* **EXERCISE AIM**
Retype the listing that follows, exactly as written.

═══ DATA PROVIDED

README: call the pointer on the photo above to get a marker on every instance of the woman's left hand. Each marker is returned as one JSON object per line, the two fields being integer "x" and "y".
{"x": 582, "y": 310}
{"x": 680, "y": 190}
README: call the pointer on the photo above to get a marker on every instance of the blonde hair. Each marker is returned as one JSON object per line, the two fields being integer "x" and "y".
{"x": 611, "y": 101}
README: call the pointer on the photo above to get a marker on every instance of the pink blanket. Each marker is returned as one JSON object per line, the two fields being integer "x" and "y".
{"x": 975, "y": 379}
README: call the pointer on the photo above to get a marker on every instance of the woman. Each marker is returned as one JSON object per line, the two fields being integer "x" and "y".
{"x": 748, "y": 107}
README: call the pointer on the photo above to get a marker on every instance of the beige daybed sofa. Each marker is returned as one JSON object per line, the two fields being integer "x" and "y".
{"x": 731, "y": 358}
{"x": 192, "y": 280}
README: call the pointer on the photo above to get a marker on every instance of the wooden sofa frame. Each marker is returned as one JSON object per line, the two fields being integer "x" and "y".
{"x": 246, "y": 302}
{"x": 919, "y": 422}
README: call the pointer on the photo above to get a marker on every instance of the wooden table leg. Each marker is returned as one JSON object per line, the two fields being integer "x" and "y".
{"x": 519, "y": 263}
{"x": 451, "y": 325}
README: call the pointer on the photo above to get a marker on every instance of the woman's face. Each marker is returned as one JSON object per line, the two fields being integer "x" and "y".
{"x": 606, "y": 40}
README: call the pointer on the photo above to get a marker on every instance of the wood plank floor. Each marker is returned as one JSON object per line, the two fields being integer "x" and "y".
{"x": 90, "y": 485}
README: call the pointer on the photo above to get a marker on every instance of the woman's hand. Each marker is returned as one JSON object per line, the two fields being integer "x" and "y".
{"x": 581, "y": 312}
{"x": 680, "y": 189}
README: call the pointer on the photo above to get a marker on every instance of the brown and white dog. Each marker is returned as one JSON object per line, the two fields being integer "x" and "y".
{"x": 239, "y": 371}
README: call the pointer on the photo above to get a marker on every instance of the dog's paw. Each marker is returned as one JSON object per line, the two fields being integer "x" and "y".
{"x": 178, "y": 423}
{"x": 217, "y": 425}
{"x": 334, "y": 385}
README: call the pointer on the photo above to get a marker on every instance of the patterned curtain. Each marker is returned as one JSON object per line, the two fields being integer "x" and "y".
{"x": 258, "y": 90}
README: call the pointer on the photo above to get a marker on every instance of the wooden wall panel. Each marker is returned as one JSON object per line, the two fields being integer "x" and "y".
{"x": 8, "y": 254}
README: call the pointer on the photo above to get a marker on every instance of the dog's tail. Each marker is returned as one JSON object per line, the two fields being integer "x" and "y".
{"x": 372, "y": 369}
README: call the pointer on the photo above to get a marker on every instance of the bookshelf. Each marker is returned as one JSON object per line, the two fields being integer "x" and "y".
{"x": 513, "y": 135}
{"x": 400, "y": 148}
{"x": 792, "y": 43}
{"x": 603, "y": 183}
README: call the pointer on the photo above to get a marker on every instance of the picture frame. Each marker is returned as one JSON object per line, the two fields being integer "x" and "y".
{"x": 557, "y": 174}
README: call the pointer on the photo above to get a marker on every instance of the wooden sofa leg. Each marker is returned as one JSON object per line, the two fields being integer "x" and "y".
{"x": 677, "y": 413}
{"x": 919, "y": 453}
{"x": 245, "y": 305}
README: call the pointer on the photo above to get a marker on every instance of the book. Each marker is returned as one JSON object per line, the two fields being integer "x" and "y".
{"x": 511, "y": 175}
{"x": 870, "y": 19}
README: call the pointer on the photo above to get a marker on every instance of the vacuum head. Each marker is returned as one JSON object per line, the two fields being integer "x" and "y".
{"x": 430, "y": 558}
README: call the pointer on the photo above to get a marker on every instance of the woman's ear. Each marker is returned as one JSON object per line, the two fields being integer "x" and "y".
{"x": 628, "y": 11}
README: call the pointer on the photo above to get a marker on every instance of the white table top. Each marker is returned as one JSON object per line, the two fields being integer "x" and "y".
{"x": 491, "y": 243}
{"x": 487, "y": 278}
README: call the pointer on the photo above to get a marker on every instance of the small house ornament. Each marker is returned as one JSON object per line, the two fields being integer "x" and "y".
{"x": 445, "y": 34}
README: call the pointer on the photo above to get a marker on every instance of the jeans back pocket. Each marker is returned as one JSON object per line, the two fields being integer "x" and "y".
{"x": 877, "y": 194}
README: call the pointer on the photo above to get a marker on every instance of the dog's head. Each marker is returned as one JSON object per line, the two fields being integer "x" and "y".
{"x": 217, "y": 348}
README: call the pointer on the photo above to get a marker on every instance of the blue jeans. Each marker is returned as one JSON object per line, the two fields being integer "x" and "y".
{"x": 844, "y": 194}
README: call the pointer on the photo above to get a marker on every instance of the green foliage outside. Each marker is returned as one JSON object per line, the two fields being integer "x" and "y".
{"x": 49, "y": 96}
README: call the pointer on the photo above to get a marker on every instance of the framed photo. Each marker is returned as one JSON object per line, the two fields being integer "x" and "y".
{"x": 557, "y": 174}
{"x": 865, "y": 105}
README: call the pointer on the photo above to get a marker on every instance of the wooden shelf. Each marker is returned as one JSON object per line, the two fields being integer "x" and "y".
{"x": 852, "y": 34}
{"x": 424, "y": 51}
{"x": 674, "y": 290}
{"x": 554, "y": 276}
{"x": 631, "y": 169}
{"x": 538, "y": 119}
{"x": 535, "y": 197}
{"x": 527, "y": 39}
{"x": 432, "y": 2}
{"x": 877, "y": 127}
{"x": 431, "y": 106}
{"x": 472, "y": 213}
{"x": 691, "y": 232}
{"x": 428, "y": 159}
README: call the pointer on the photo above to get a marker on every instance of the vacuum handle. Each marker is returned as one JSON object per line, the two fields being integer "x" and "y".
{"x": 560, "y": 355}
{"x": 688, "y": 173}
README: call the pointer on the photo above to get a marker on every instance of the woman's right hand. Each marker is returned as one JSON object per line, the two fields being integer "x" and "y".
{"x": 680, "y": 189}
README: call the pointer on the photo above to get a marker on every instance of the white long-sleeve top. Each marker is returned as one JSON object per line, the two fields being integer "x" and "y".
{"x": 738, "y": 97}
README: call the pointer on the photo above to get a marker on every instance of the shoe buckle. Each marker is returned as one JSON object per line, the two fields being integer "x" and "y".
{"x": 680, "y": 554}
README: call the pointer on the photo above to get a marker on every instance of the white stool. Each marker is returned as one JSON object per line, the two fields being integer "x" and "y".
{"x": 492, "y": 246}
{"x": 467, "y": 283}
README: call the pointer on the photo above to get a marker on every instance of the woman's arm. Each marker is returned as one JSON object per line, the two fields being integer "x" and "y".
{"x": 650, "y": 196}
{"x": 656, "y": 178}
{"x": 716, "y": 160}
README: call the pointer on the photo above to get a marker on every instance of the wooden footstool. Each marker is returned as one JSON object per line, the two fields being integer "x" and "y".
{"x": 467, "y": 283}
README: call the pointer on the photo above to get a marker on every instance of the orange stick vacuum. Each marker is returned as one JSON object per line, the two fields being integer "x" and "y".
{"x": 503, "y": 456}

══════

* **TASK RESULT**
README: call the pointer on the photo above to get a marker on every instance of the woman's left hand. Each marker is returned as one JSON object per line, the two fields being integer "x" and "y".
{"x": 582, "y": 310}
{"x": 680, "y": 190}
README: call the pointer on the photo above to get a marker on every instance of the blonde hair. Each marker is returned as one JSON object per line, the two fields being integer "x" and "y".
{"x": 611, "y": 101}
README: call the pointer on the photo above to get a marker on every instance of the pink blanket. Each marker is returned as one JSON object per line, the two fields being integer "x" and "y".
{"x": 975, "y": 379}
README: call the pointer on the photo above to get a marker on every instance of the woman. Each marker is returned as one JSON object per line, the two fields being integer "x" and "y".
{"x": 748, "y": 107}
README: call the pointer on the photo above to get a marker on every instance of the beige daybed sofa. Each marker is returned as one JSON object per line, the two fields being integer "x" and "y".
{"x": 731, "y": 358}
{"x": 192, "y": 280}
README: call the pointer on the photo above to get a marker on every instance of the wooden sofa frame. Each marker is returned as one JSON object per line, the two fields being integer "x" and "y".
{"x": 246, "y": 302}
{"x": 919, "y": 422}
README: call the pointer on the photo above to get a marker on every instance of the wooden table leg. Each marker is returned as one JSON object per line, the two fields being integer "x" and "y".
{"x": 519, "y": 263}
{"x": 451, "y": 325}
README: call the pointer on the photo above to get a marker on every instance of the woman's face. Each marker is returned as one JSON object per line, the two fields being integer "x" and "y".
{"x": 606, "y": 40}
README: call the pointer on the photo above to get a marker on every instance of the wood plank floor. Each marker is returned as one JSON object per line, the two fields being integer "x" and "y".
{"x": 90, "y": 485}
README: call the pointer on the photo above to get a marker on every instance of the woman's hand. Each marker is returned as one JSON object per line, the two fields being integer "x" and "y".
{"x": 581, "y": 312}
{"x": 680, "y": 189}
README: call the pointer on the photo above to get a marker on every instance of the brown and white dog. Each marker is returned as one JSON object per line, the two fields being integer "x" and "y".
{"x": 239, "y": 371}
README: call the pointer on the photo above to get a marker on every instance of the dog's paw. Each marker is returned as one JSON object per line, the two fields being integer "x" and "y".
{"x": 178, "y": 423}
{"x": 217, "y": 425}
{"x": 334, "y": 385}
README: call the pointer on the photo above to get a marker on every instance of the patterned curtain. Each marker is returned as one JSON object per line, the two fields being integer "x" and "y".
{"x": 258, "y": 90}
README: call the pointer on the photo above to get a marker on every instance of the wooden wall panel. Each marker is returned as one JSON object per line, the two fields being integer "x" and "y".
{"x": 8, "y": 254}
README: call the pointer on the photo above to get a marker on every instance of the dog's tail. Each marker is returned as one JSON object per line, the two fields being integer "x" and "y".
{"x": 372, "y": 369}
README: call the pointer on the photo above to get a marker on every instance of the bookshelf. Each marker is returned as one JSON object per line, the two fields being integer "x" and "y".
{"x": 513, "y": 135}
{"x": 400, "y": 148}
{"x": 792, "y": 43}
{"x": 603, "y": 183}
README: call the pointer on the photo above to get a marker on every instance of the picture frame. Each marker is returned as one JSON object per line, the two fields being integer "x" and "y".
{"x": 557, "y": 174}
README: call the pointer on the photo above to get a marker on every instance of the wooden sofa leg. Each marker is returned as one JSON object per line, the two fields being integer "x" and "y".
{"x": 677, "y": 413}
{"x": 919, "y": 453}
{"x": 245, "y": 305}
README: call the pointer on the photo above to get a marker on every instance of the book. Each marker is returned as one JSON object per line, the two fields being integer "x" and "y".
{"x": 511, "y": 175}
{"x": 870, "y": 19}
README: call the pointer on the photo above to get a marker on every instance of the vacuum head. Each marker is returned as one JSON object per line, the two fields being integer "x" and "y".
{"x": 430, "y": 558}
README: call the pointer on the photo above to get a marker on every instance of the woman's ear. Each marker is returned as one JSON object per line, the two fields being integer "x" and "y".
{"x": 628, "y": 11}
README: call the pointer on the photo above to get a marker on every instance of the white table top. Each marker is returned as one JSON object per line, the two fields being integer "x" and "y".
{"x": 491, "y": 243}
{"x": 487, "y": 278}
README: call the pointer on the photo above to get a marker on every instance of the small house ornament. Each marker is returned as one JSON object per line, the two fields being integer "x" and "y".
{"x": 445, "y": 34}
README: call the pointer on the photo above to get a marker on every instance of the jeans back pocket. Each marker is returned as one JSON object per line, the two fields being integer "x" and "y".
{"x": 877, "y": 194}
README: call the pointer on the photo above to get a marker on every instance of the dog's head. Each marker is returned as one JSON object per line, the two fields being integer "x" and "y".
{"x": 217, "y": 348}
README: call the pointer on the photo above to get a marker on every instance of the blue jeans. Each marker is returned as one JSON object per line, the two fields being integer "x" and "y".
{"x": 844, "y": 194}
README: call the pointer on the photo above to get a marker on every instance of the green foliage outside. Each marker is returned as one JSON object per line, the two fields being integer "x" and "y".
{"x": 49, "y": 96}
README: call the pointer on the photo above to get a marker on every instance of the framed photo. Each marker is returned as one JSON object per line, the two fields being integer "x" and "y".
{"x": 557, "y": 174}
{"x": 865, "y": 105}
README: call the pointer on the photo above to get a marker on every instance of the wooden shelf. Each marker is returned as one JSON object per line, the two fields being integer "x" and "y".
{"x": 852, "y": 34}
{"x": 424, "y": 51}
{"x": 674, "y": 290}
{"x": 554, "y": 276}
{"x": 631, "y": 169}
{"x": 538, "y": 119}
{"x": 535, "y": 197}
{"x": 527, "y": 39}
{"x": 432, "y": 2}
{"x": 877, "y": 127}
{"x": 431, "y": 106}
{"x": 472, "y": 213}
{"x": 691, "y": 232}
{"x": 428, "y": 159}
README: call the pointer on the photo above to get a marker on every instance of the vacuum handle. Each marker is returned as one JSON object per line, the two fields being integer "x" and "y".
{"x": 560, "y": 355}
{"x": 688, "y": 173}
README: call the pointer on the photo above to get a marker on every instance of the woman's right hand. Each marker is returned as one JSON object per line, the two fields being integer "x" and "y".
{"x": 680, "y": 189}
README: call the pointer on the photo above to get a marker on every instance of the white long-sleeve top. Each marker is returned as one JSON object per line, the two fields being integer "x" and "y".
{"x": 738, "y": 97}
README: call the pointer on the photo above to get a marker on every instance of the shoe buckle. Each marker is returned as one JSON object per line, the two fields being integer "x" and "y".
{"x": 680, "y": 554}
README: call the pointer on the photo above to get a marker on every instance of the white stool. Each marker is returned as one JSON object per line, the two fields being integer "x" and "y".
{"x": 492, "y": 246}
{"x": 467, "y": 283}
README: call the pointer on the photo above to get a marker on every instance of the woman's arm. Each marker is returned as one JSON object per line, the two fields being integer "x" and "y".
{"x": 650, "y": 196}
{"x": 656, "y": 178}
{"x": 716, "y": 160}
README: call the pointer on the photo above to get a marker on every instance of the wooden footstool. Each marker is returned as one JSON object per line, the two fields being integer "x" and "y".
{"x": 467, "y": 283}
README: call the pointer on the photo above to get a marker on every instance of the orange stick vacuum. Each marker is returned as one JSON object per line, the two fields being integer "x" and "y".
{"x": 503, "y": 456}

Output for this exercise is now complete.